Records to use:
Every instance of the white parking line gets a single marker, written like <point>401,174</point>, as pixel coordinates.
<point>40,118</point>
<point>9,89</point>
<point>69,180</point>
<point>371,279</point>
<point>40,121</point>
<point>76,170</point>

The problem:
Recreate the listing word for word, omitting nothing.

Result:
Every instance of the white parking line gets a single marker, written like <point>401,174</point>, as pixel coordinates.
<point>40,118</point>
<point>9,89</point>
<point>69,180</point>
<point>371,279</point>
<point>40,121</point>
<point>76,170</point>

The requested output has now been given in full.